Point labeling dataset excerpts
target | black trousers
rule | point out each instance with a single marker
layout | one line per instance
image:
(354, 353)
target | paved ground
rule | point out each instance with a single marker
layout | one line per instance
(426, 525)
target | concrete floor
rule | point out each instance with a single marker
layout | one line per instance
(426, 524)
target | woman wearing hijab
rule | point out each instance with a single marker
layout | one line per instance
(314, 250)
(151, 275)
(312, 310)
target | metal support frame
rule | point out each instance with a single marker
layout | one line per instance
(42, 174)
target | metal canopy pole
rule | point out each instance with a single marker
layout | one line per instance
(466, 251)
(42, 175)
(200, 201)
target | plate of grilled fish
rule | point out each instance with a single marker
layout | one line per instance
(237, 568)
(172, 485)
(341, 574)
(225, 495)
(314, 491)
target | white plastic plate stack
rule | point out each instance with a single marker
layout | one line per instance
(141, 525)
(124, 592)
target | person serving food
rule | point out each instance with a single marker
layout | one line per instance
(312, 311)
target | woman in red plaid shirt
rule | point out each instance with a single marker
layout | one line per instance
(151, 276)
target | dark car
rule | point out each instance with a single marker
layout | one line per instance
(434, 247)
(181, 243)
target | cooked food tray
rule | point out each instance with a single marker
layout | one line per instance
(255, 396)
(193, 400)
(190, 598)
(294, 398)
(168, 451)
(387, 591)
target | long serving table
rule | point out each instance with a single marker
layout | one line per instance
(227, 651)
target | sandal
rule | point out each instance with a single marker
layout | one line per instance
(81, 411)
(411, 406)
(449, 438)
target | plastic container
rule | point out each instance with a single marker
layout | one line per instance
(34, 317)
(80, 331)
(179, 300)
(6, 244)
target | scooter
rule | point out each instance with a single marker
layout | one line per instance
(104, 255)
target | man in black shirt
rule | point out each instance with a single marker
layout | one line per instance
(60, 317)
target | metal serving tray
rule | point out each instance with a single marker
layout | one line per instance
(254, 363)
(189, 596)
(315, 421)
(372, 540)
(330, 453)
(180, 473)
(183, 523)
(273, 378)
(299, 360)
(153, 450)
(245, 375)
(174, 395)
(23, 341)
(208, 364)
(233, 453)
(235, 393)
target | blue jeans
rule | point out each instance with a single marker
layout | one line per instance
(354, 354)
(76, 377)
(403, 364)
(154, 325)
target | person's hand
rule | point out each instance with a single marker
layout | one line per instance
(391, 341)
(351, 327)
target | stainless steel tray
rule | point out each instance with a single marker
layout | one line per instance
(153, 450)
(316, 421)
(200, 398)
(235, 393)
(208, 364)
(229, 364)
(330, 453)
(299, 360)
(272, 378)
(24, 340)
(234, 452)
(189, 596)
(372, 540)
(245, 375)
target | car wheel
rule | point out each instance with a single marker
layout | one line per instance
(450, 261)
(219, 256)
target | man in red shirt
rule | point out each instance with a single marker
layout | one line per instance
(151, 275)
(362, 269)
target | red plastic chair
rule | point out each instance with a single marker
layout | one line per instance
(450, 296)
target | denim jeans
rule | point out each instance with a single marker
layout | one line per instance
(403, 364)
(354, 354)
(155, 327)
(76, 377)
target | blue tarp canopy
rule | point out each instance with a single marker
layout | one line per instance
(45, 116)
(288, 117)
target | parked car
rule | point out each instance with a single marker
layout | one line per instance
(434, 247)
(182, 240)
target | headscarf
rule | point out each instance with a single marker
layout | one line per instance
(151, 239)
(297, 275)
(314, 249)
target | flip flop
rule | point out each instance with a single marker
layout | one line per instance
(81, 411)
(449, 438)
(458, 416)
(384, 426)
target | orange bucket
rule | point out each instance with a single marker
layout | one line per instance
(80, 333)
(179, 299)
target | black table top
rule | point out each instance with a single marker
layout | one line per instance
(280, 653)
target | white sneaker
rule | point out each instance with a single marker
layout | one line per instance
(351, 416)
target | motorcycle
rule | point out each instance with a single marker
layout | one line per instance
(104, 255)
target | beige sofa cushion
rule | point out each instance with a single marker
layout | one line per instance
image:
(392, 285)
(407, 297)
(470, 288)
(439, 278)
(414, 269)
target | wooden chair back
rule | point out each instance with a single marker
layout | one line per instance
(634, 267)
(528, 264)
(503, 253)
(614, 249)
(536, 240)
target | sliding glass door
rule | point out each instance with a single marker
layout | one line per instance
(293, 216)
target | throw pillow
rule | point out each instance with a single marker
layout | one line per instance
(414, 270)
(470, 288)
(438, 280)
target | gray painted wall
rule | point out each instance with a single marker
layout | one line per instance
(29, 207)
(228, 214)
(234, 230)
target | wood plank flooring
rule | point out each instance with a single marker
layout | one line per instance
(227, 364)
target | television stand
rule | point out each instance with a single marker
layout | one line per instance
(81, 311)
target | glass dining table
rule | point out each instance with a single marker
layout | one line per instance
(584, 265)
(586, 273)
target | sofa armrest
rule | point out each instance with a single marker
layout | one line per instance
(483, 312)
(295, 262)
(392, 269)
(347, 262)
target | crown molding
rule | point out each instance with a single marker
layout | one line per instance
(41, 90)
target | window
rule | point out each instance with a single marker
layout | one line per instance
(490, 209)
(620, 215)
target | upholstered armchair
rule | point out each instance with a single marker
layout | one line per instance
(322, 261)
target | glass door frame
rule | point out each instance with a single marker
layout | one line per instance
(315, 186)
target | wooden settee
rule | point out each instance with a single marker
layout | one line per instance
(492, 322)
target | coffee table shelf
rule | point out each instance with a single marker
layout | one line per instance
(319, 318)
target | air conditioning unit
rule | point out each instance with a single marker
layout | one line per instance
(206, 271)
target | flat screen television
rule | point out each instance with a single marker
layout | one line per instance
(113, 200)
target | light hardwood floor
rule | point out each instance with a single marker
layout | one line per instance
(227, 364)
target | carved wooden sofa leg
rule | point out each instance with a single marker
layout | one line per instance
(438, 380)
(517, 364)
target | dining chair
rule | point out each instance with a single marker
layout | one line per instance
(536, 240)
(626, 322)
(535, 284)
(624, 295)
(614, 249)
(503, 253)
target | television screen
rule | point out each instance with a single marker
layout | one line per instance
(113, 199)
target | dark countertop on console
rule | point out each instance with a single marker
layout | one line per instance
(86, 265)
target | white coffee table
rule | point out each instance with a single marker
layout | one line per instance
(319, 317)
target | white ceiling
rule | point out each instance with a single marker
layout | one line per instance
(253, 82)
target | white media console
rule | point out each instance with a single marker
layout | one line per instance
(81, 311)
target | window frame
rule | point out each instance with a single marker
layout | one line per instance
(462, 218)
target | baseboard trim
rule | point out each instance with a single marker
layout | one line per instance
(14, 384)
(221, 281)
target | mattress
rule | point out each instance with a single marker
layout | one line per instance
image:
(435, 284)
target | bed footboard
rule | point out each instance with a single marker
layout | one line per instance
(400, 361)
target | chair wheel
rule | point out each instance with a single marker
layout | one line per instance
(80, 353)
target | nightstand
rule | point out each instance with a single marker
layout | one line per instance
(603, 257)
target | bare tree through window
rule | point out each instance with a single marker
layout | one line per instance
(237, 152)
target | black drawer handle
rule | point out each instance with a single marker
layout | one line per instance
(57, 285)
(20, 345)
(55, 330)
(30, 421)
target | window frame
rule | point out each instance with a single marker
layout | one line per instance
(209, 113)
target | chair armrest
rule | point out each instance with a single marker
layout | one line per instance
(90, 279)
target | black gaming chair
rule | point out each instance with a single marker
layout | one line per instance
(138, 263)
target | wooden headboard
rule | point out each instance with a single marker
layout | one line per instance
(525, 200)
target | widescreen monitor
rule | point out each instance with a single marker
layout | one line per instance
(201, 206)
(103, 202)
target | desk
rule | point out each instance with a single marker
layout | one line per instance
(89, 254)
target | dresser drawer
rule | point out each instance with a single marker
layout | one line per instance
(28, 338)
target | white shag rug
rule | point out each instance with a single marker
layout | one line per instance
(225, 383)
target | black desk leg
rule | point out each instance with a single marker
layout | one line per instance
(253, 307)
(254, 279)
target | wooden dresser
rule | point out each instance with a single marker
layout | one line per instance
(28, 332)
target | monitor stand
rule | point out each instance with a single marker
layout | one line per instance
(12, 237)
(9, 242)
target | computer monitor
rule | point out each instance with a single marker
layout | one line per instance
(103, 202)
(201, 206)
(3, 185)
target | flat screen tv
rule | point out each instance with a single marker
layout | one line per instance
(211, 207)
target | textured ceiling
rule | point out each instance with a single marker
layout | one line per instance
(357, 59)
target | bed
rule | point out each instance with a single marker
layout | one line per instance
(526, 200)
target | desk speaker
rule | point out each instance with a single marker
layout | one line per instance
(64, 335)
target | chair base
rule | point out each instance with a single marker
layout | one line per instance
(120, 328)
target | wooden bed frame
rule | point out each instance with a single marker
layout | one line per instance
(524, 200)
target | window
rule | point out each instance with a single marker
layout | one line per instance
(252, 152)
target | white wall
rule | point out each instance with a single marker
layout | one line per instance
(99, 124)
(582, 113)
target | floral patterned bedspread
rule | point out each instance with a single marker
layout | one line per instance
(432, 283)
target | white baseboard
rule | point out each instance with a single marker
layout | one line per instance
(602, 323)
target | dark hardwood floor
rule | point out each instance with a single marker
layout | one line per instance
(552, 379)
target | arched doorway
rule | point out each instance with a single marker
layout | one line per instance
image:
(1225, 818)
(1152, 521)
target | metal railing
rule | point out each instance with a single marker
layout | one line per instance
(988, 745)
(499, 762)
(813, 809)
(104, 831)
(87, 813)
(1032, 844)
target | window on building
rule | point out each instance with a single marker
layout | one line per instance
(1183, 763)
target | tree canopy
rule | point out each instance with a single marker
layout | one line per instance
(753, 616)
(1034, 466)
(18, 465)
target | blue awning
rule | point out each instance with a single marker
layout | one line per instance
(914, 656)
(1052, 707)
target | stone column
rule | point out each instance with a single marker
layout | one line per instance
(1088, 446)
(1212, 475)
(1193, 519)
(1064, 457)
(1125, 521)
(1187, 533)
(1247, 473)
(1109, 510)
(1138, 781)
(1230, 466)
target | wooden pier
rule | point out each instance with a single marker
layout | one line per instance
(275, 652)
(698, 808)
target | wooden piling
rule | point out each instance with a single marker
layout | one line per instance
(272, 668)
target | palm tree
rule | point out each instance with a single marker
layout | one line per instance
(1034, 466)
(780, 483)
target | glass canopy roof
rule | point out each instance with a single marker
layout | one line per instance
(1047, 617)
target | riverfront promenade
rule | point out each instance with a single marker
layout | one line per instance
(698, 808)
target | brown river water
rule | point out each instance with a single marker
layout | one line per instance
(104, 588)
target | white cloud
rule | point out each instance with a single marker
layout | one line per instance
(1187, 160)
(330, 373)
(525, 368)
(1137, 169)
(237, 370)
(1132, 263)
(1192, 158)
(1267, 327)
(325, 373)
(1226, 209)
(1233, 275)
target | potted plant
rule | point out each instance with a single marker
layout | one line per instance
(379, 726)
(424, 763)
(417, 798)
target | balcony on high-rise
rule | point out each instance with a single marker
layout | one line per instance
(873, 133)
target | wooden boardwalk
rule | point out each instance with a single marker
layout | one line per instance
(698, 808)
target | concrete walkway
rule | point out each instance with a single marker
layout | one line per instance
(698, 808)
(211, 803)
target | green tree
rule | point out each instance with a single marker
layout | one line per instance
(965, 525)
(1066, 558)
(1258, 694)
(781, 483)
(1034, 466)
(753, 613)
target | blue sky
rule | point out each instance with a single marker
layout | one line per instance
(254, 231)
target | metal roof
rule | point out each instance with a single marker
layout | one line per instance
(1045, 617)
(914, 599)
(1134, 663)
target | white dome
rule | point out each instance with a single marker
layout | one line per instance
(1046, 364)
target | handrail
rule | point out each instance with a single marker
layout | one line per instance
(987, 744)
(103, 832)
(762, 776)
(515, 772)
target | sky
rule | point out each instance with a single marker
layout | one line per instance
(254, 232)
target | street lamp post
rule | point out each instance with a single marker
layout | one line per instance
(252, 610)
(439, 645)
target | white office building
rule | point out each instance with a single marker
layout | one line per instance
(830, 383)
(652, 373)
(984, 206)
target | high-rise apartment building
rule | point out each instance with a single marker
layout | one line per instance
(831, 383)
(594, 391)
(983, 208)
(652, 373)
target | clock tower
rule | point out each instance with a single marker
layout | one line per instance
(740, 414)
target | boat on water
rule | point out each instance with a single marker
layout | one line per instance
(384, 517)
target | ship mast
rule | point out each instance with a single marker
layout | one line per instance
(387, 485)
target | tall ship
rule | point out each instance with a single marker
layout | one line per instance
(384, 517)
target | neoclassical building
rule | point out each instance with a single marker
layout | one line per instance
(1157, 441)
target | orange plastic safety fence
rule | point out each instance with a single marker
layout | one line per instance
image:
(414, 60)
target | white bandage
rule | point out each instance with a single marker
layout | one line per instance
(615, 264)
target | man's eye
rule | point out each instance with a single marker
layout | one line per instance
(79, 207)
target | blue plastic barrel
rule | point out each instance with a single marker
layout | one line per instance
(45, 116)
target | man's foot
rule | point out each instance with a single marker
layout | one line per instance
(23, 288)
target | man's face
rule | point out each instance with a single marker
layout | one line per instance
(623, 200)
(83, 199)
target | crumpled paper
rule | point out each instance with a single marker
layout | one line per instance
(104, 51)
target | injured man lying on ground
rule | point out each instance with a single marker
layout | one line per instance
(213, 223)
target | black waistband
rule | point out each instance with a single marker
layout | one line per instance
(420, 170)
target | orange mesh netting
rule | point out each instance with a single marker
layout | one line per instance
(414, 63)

WHAT IS ASKED:
Swap "brown" for "muddy" in the items from the line with "target | riverfront promenade" up to and including the line with "(1233, 275)". Return only those lines, with everything else left unchanged.

THE RESPONSE:
target | riverfront promenade
rule | point out each instance with a single marker
layout | one line per instance
(698, 808)
target | muddy river water
rule | point out each instance with a single marker
layout | one line per instance
(104, 588)
target | white cloud
rule | point out each instance with a single marker
layout | one line per instance
(1187, 160)
(330, 373)
(525, 368)
(1137, 169)
(237, 370)
(1132, 263)
(1192, 158)
(1267, 327)
(325, 373)
(1226, 209)
(1233, 275)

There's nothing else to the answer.